- **To do**:
For this exercise, copy all the data exactly and include none of the pictures.
##### Data extracts
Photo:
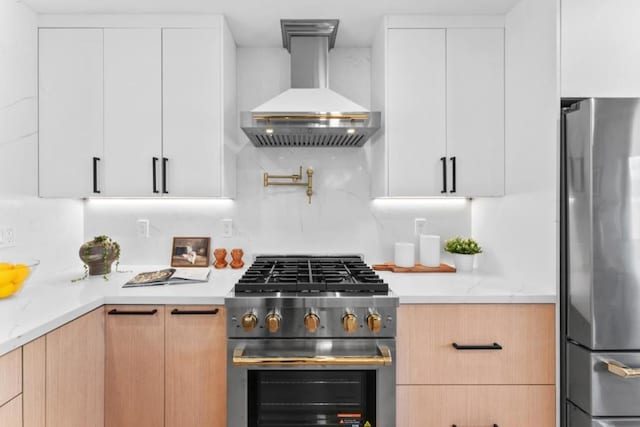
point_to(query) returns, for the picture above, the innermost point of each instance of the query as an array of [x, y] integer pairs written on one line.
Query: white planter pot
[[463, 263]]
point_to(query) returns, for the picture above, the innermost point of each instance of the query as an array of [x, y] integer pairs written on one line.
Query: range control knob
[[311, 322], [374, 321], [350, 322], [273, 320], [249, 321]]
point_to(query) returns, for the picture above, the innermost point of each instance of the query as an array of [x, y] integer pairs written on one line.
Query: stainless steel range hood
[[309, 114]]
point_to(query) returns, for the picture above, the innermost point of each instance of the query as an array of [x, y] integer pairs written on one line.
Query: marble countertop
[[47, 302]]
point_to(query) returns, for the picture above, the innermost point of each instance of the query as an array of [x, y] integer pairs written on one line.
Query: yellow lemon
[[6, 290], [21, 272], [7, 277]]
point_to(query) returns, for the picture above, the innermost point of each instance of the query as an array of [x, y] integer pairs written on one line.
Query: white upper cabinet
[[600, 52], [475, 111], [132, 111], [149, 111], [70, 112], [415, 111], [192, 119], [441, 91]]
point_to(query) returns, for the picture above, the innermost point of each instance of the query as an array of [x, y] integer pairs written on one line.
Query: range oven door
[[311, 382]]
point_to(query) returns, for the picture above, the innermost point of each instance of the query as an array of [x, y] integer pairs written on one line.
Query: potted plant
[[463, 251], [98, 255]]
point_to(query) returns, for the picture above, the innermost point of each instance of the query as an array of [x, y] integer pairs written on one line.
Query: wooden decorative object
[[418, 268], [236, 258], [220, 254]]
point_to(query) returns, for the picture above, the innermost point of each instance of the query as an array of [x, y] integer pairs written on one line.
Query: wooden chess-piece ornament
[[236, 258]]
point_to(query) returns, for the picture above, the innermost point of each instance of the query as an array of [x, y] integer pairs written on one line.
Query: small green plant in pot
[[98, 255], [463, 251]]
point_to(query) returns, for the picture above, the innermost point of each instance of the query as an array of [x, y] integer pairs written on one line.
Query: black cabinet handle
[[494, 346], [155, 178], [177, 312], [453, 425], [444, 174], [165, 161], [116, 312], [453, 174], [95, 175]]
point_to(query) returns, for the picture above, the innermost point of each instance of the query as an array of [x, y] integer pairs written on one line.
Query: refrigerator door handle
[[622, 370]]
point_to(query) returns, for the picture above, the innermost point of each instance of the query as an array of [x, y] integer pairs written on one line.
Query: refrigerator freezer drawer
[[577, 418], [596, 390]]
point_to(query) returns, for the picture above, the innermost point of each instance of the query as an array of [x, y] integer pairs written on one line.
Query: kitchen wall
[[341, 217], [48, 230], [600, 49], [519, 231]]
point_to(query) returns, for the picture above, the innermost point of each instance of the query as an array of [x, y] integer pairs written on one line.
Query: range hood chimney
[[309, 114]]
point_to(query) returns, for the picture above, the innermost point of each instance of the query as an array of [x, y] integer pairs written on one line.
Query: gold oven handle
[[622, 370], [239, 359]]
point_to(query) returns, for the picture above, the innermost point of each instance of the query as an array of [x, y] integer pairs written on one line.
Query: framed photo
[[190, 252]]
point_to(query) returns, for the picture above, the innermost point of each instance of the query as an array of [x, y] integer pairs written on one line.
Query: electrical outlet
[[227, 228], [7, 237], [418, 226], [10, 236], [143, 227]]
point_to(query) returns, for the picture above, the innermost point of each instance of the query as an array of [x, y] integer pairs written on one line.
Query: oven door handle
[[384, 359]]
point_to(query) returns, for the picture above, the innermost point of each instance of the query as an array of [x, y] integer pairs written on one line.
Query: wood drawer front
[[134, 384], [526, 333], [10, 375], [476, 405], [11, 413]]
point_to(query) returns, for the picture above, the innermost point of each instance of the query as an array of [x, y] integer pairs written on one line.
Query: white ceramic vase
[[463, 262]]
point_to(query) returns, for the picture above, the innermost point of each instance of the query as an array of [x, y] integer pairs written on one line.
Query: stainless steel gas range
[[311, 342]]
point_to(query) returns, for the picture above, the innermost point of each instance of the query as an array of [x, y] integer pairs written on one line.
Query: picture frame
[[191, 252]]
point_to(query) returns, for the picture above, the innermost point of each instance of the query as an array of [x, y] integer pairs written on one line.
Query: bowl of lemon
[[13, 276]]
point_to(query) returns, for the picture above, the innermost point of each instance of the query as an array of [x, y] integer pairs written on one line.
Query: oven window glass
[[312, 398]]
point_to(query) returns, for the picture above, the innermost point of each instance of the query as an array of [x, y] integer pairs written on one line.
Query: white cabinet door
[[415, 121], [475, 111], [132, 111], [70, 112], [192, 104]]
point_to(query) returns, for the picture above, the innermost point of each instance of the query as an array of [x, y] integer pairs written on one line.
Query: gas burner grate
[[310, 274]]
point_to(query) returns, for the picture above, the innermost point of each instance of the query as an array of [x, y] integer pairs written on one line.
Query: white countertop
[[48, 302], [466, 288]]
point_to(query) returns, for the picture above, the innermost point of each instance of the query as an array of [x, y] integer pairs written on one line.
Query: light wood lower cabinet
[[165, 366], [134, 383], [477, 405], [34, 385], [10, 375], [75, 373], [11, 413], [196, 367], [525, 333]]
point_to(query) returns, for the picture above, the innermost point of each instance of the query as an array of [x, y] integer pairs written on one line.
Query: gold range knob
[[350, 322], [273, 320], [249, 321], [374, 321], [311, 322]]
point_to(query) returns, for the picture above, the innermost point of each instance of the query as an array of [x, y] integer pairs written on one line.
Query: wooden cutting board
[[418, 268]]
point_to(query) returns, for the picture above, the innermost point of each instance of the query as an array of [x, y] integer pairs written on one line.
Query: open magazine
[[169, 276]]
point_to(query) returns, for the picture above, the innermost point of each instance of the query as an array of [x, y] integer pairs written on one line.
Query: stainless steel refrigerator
##########
- **Result for this task**:
Photo:
point_to(query) returns, for the picture above, the innermost point of each instance of the query as an array of [x, y] integer pairs written on one line.
Query: white planter pot
[[463, 263]]
point_to(query) returns, for the picture above, the innermost point of each instance of the query as an array of [x, y] integer pairs written on one line.
Query: range control knob
[[311, 322], [374, 321], [350, 322], [273, 320], [249, 321]]
point_to(query) returns, for the picture above, the innermost point of each instance of the query as an array of [x, y] integer pairs written on one line.
Query: stainless steel range hood
[[309, 114]]
point_to(query) returns, for the picture above, the innermost point of each instance of the query as an array of [x, y] integer pairs written on one line.
Query: marble countertop
[[47, 302]]
point_to(query) returns, for the picture above, the innermost point of each instance of the query as an array of [x, y] integer pairs written on one line.
Query: yellow lemon
[[6, 290], [21, 272], [7, 277]]
point_to(query) returns, for the picture above, the innermost point of each instance of the query as an array of [x, y] integer pairs written on one line.
Query: white upper cabinet
[[600, 52], [475, 111], [132, 111], [149, 111], [70, 112], [415, 111], [192, 119], [441, 91]]
point_to(query) returns, for the picture above, the innermost point of each instance of the query as an array of [x, y] integer pairs written on one line.
Query: range oven door
[[311, 382]]
point_to(query) returns, for the picture above, the innermost point of each instance of the query as an array of [x, y] integer pairs written on one line.
Query: potted plant
[[463, 251], [98, 255]]
point_to(query) returns, for the picture above, the innermost point of each instance of the query as an array of [x, y] integer pairs written on one line.
Query: wooden decorative object
[[418, 268], [236, 258], [220, 254]]
point_to(query) returns, for the picture above, the innermost point of each instance of the query as an array of [x, y] integer pairs written on one line.
Query: wooden chess-piece ornament
[[236, 258]]
point_to(query) returns, for the picture above, the innermost point of each instance of the query as an array of [x, y] integer pairs written on one line.
Query: small green plant in pot
[[98, 255], [463, 251]]
point_to(query) returns, for the picture above, the innermost point of each instance of the query as an array of [x, y] integer pairs written on one line.
Query: black cabinet handle
[[494, 346], [155, 178], [177, 312], [453, 425], [444, 174], [165, 161], [116, 312], [453, 174], [95, 175]]
point_to(query) returns, for the picture above, the innermost point of each instance of the query as an array of [x, y] integer pairs written on one line.
Query: refrigerator door handle
[[622, 370]]
point_to(query) returns, for the picture above, the innermost point of each instance of the query as an array of [x, y] integer pairs written on one line.
Query: refrigerator freezer drawer
[[577, 418], [596, 390]]
point_to(query) returns, for the picture above, the innermost point of each instance of the query as an array of [x, y] integer pairs written on one line.
Query: kitchen wall
[[341, 217], [48, 230], [600, 49], [519, 231]]
point_to(query) returns, for the picture above, the innermost point of each instance of the query as an array of [x, y] integer pairs written on one line.
Query: range hood chimney
[[309, 114]]
point_to(query) returns, for the picture above, the innermost point of each instance of the query as an array of [x, y] integer pairs written on one line.
Query: gold oven handle
[[622, 370], [239, 359]]
point_to(query) returns, for the picture above, the innermost point of each instance of the query as an array of [x, y] integer pairs written on one line.
Query: framed photo
[[190, 252]]
point_to(query) returns, for the picture above, the innermost point of each instance of the query as an array of [x, y] integer pairs written on one line.
Query: electrical outlet
[[227, 228], [7, 237], [418, 226], [10, 236], [143, 227]]
point_to(query) returns, for the picture above, the innermost point of each instance of the query as an array of [x, y] integer pairs written on one line.
Query: oven door handle
[[384, 359]]
point_to(query) returns, for the picture above, the innermost point of each instance of the query as an array of [x, y] integer pairs written on one line.
Query: wood drawer front
[[134, 384], [526, 333], [10, 375], [476, 405], [11, 413]]
point_to(query) returns, for the picture above, the innermost point of each instance of the query as an array of [x, y] integer pairs written on one line.
Query: white ceramic vase
[[463, 262]]
point_to(query) returns, for the picture above, the innermost point of each instance of the query as an array of [x, y] integer pairs written on one line.
Query: stainless steel gas range
[[311, 342]]
point_to(query) returns, for the picture above, the innermost point of each instance of the query as an array of [x, y] integer pairs written on one line.
Query: picture frame
[[191, 252]]
point_to(query) returns, for the picture above, the innermost point of each instance of the query as an array of [x, y] integer pairs written on one line.
Query: bowl of lemon
[[13, 276]]
point_to(query) returns, for the picture above, the innermost point of each instance of the query as an array of [x, y] integer pairs written on one line.
Query: oven window glass
[[312, 398]]
point_to(query) returns, for the picture above, the innermost point of each instance of the query as an array of [x, y] integer pairs written on one line.
Query: white cabinet door
[[415, 121], [475, 111], [132, 111], [70, 112], [192, 104]]
point_to(query) returns, for the picture above, the innermost point of each instance of the query as an array of [x, y] integer pairs written on one line.
Query: gas burner grate
[[310, 274]]
point_to(query) returns, for the picture above, the innermost point of each instance of the query as an array of [x, y] integer pairs written on one line.
Query: white countertop
[[48, 302], [466, 288]]
point_to(query) returns, for the picture above, the innermost point of each instance of the query as an array of [x, y] integer pairs written on one line.
Query: light wood lower cabinet
[[165, 366], [134, 383], [477, 405], [34, 385], [10, 375], [75, 373], [11, 413], [196, 367], [525, 333]]
point_to(query) returns, for the picture above, the innermost point of each instance of the query as an array of [x, y] integer pairs written on one line.
Query: gold range knob
[[350, 322], [273, 320], [249, 321], [374, 321], [311, 322]]
point_to(query) returns, for the picture above, the innermost point of each instance of the query as an array of [x, y] integer pairs written on one line.
Query: wooden cutting board
[[418, 268]]
point_to(query) returns, for the picture above, the innermost point of each instance of the query as an array of [x, y] integer pairs written on one line.
Query: open magazine
[[169, 276]]
point_to(query) returns, for the picture above, the innermost point of each instance of the query as an array of [x, y] integer pairs written on one line.
Query: stainless steel refrigerator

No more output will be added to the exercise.